> _What this task involves_: Would you repeat, exactly as given, the line with "positive clicks: (115, 95)" and every line after it to the end of the entries?

> _Material provided_:
════════════════════
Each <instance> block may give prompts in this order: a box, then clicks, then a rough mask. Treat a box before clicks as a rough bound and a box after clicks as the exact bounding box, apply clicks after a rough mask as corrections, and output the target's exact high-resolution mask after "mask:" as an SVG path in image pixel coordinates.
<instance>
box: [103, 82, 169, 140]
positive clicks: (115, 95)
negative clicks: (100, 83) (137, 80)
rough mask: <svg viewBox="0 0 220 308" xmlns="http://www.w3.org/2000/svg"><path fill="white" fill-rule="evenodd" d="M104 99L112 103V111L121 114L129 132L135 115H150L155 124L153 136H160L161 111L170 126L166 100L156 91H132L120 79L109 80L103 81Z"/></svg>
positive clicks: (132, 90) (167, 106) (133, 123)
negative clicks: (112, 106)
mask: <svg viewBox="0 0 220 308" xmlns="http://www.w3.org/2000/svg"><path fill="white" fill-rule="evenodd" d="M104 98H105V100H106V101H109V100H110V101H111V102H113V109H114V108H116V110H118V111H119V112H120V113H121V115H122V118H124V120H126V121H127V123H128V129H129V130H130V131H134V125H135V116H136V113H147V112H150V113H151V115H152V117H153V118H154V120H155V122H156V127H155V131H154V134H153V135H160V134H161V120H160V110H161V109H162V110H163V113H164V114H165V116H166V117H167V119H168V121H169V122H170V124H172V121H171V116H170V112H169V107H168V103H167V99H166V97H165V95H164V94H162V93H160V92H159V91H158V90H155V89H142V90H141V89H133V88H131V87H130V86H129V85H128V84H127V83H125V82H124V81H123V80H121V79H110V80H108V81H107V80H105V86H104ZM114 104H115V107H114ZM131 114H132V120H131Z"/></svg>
════════════════════
> _Written reply_:
positive clicks: (115, 95)
negative clicks: (100, 83) (137, 80)
rough mask: <svg viewBox="0 0 220 308" xmlns="http://www.w3.org/2000/svg"><path fill="white" fill-rule="evenodd" d="M104 99L112 103V111L121 114L129 132L135 115H150L155 124L153 136H160L161 111L170 126L166 100L156 91H132L120 79L109 80L103 81Z"/></svg>
positive clicks: (132, 90) (167, 106) (133, 123)
negative clicks: (112, 106)
mask: <svg viewBox="0 0 220 308" xmlns="http://www.w3.org/2000/svg"><path fill="white" fill-rule="evenodd" d="M104 98H105V100H106V101H109V100H110V101H111V102H113V109H114V108H116V110H118V111H119V112H120V113H121V115H122V118H124V120H126V121H127V123H128V129H129V130H130V131H134V125H135V116H136V113H147V112H150V113H151V115H152V117H153V118H154V120H155V122H156V127H155V131H154V134H153V135H160V134H161V120H160V110H161V109H162V110H163V113H164V114H165V116H166V117H167V119H168V121H169V122H170V124H172V121H171V116H170V112H169V107H168V103H167V99H166V97H165V95H164V94H162V93H160V92H159V91H158V90H155V89H142V90H141V89H133V88H131V87H130V86H129V85H128V84H127V83H125V82H124V81H123V80H121V79H110V80H108V81H107V80H105V86H104ZM114 104H115V107H114ZM131 114H132V120H131Z"/></svg>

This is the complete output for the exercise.